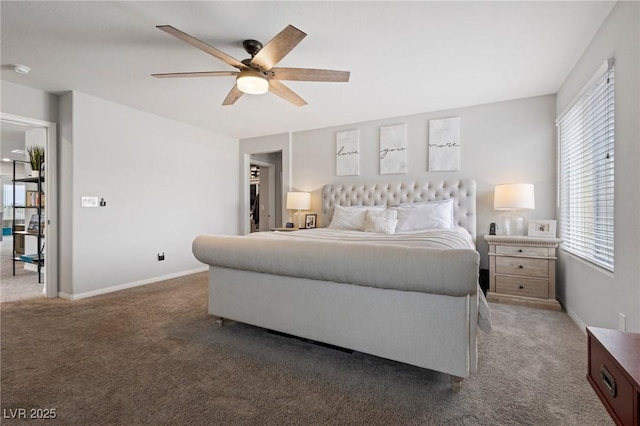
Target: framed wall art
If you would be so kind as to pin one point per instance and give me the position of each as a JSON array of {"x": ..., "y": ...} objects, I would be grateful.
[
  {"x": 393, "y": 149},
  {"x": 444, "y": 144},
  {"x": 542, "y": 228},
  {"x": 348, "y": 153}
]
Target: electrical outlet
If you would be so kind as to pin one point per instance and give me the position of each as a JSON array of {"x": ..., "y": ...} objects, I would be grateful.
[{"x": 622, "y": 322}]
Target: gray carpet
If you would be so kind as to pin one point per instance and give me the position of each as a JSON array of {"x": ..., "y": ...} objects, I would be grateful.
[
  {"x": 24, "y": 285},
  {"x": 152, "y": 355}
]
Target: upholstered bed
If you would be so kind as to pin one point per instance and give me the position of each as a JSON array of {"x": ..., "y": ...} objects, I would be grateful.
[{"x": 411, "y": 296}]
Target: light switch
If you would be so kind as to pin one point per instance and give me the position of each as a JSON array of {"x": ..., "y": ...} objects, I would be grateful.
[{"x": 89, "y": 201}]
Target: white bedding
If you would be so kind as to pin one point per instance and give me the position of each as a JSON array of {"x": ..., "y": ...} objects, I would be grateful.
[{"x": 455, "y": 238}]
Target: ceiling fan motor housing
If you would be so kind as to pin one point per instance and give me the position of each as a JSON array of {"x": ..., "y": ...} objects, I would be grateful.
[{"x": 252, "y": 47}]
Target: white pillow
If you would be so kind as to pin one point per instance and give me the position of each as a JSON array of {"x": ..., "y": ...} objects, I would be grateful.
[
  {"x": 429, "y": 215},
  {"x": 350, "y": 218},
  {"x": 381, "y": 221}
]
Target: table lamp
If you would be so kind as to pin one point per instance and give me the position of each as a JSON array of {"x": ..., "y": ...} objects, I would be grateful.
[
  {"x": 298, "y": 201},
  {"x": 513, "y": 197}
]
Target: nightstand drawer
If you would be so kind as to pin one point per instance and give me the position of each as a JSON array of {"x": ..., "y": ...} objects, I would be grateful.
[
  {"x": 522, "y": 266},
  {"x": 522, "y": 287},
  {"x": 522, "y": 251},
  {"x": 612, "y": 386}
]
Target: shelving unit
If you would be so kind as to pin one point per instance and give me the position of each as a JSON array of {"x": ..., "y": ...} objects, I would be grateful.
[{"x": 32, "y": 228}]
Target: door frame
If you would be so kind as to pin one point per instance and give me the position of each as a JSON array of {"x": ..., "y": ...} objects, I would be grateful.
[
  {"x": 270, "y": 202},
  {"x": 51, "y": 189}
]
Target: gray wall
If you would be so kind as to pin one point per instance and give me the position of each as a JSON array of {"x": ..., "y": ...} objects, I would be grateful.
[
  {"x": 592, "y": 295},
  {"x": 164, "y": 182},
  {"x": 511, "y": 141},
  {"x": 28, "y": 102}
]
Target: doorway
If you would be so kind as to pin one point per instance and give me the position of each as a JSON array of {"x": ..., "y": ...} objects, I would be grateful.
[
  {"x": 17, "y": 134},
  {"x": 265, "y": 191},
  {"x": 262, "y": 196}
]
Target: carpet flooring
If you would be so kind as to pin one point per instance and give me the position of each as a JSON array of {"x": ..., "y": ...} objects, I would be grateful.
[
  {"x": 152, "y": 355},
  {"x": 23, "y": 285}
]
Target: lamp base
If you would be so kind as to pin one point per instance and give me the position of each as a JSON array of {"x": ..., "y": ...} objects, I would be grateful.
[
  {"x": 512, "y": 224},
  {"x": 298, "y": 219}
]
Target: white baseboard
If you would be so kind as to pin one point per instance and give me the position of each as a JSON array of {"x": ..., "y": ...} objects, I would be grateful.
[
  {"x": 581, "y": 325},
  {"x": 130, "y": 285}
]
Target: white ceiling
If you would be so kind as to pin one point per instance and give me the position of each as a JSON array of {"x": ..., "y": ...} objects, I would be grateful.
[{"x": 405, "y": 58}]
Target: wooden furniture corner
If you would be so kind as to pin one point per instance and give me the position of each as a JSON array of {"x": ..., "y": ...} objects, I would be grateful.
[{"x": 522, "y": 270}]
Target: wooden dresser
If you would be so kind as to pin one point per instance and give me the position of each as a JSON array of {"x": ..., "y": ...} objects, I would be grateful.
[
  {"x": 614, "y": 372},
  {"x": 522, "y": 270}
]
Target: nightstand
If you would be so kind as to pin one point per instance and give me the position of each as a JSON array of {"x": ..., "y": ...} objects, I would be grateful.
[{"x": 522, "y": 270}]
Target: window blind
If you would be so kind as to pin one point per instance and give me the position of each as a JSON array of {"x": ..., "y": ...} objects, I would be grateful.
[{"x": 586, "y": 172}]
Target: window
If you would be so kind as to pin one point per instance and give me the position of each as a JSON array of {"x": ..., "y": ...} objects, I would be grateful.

● **Work to complete**:
Print out every entry above without changing a word, and leave out the pictures.

● **Result for this task**:
Target: framed wall art
If you would be so kind as to pin one point per instance and give me the position of each as a JSON array of {"x": ..., "y": ...} objects, I would be grateful.
[
  {"x": 393, "y": 149},
  {"x": 444, "y": 144},
  {"x": 542, "y": 228},
  {"x": 348, "y": 153}
]
Target: electrical outlet
If you would be so kind as to pin one point per instance and give me the position of each as a JSON array of {"x": ..., "y": ...} objects, I would be grateful.
[{"x": 622, "y": 322}]
Target: gray carpet
If you would be so kind as to pin one point per instance and give me the position of each as a JSON array of {"x": ..., "y": ...} objects, I would be grateful.
[
  {"x": 24, "y": 285},
  {"x": 152, "y": 355}
]
Target: upholstered bed
If you would be so kind as to pin one point per instance and give me the position of each as a JSON array of {"x": ..., "y": ...} objects, I would be grateful.
[{"x": 411, "y": 296}]
Target: light switch
If you would be so kind as to pin one point per instance and give me the position of each as a JSON array of {"x": ..., "y": ...} objects, I would be grateful.
[{"x": 89, "y": 201}]
Target: white bedding
If you would be so kind as to pin one point per instance and give me the position of each as a JSON array of {"x": ..., "y": ...} objects, I would be grateful.
[{"x": 455, "y": 238}]
Target: ceiling fan motor housing
If you would be so kind as to pin one point per instance and give me the position of each as a JSON array of {"x": ..., "y": ...} objects, I would be grateful.
[{"x": 252, "y": 47}]
Target: white pillow
If you would be so kind as to pin one point per instance and give me the position of each as a JSON array of {"x": ..., "y": ...} objects, I would be grateful.
[
  {"x": 429, "y": 215},
  {"x": 350, "y": 218},
  {"x": 381, "y": 221}
]
Target: table lamp
If you would be so kind as to pin one point per instance and give me the position of each as a JSON array of {"x": ..., "y": ...} objects, I would be grateful.
[
  {"x": 298, "y": 201},
  {"x": 513, "y": 197}
]
Target: nightstand drawer
If you would be so kind as to pin one point per instance and give me the position of each as a JSON array of {"x": ..., "y": ...} objects, I would be grateful.
[
  {"x": 522, "y": 266},
  {"x": 522, "y": 287},
  {"x": 522, "y": 251},
  {"x": 612, "y": 386}
]
Target: shelving unit
If you would be so kind as to pin one point per instance and give me the position of each as a JSON array of {"x": ..., "y": ...} objects, I would be grateful.
[{"x": 32, "y": 228}]
Target: door frame
If you would be so kind as to pin one point per instance and give me the position of each as a JSON array of {"x": ..., "y": ...} objects, I would be grateful.
[
  {"x": 270, "y": 202},
  {"x": 51, "y": 189}
]
Target: gray wall
If you would be so kind as to pin one point per instance and give me the position of each as a JSON array of {"x": ..., "y": ...} objects, I would be grateful.
[
  {"x": 592, "y": 295},
  {"x": 164, "y": 182},
  {"x": 511, "y": 141},
  {"x": 28, "y": 102}
]
Target: doorway
If you would be so kind as to pin one point per instance and give me the position of each as a JSON array of {"x": ..., "y": ...} objects, I would be grateful.
[
  {"x": 17, "y": 134},
  {"x": 265, "y": 191},
  {"x": 262, "y": 196}
]
Target: carpet flooring
If you would be so kind as to pin one point per instance and give me the position of each as a JSON array of {"x": ..., "y": ...} objects, I would be grateful.
[
  {"x": 152, "y": 355},
  {"x": 23, "y": 285}
]
Target: lamp base
If you would be so kind as to pin one point per instance and give me the position of each as a JSON array of {"x": ..., "y": ...} objects, I would be grateful.
[
  {"x": 512, "y": 224},
  {"x": 298, "y": 219}
]
Target: white baseboard
If you would be so kind as to pin one point per instance and give me the position of each as a JSON array of {"x": ..., "y": ...} objects, I would be grateful.
[
  {"x": 581, "y": 325},
  {"x": 130, "y": 285}
]
Target: white ceiling
If you would be so kind as to pin one point per instance and give me the position of each as a JSON array of {"x": ..., "y": ...} objects, I would be grateful.
[{"x": 405, "y": 58}]
Target: wooden furniture corner
If you would be so kind as to pin one point per instance and give me the position of each as a JSON array of {"x": ..., "y": ...} objects, I would be grateful.
[{"x": 522, "y": 270}]
Target: wooden dresser
If you would be so kind as to pin one point per instance and give me the position of each as a JSON array of {"x": ..., "y": ...} objects, I would be grateful.
[
  {"x": 614, "y": 372},
  {"x": 522, "y": 270}
]
Target: nightstand
If you would be so kind as to pin one point per instance and give me the position of each as a JSON array of {"x": ..., "y": ...} objects, I would be grateful.
[{"x": 522, "y": 270}]
Target: window blind
If you would be so kind as to pin one point per instance and give me the position of each as a JSON array of {"x": ..., "y": ...} objects, I would be grateful.
[{"x": 586, "y": 172}]
Target: window
If you would be so kind as to pin one point per instance and give me the position of each as a JSON array of {"x": ..., "y": ...} objects, I would be grateful.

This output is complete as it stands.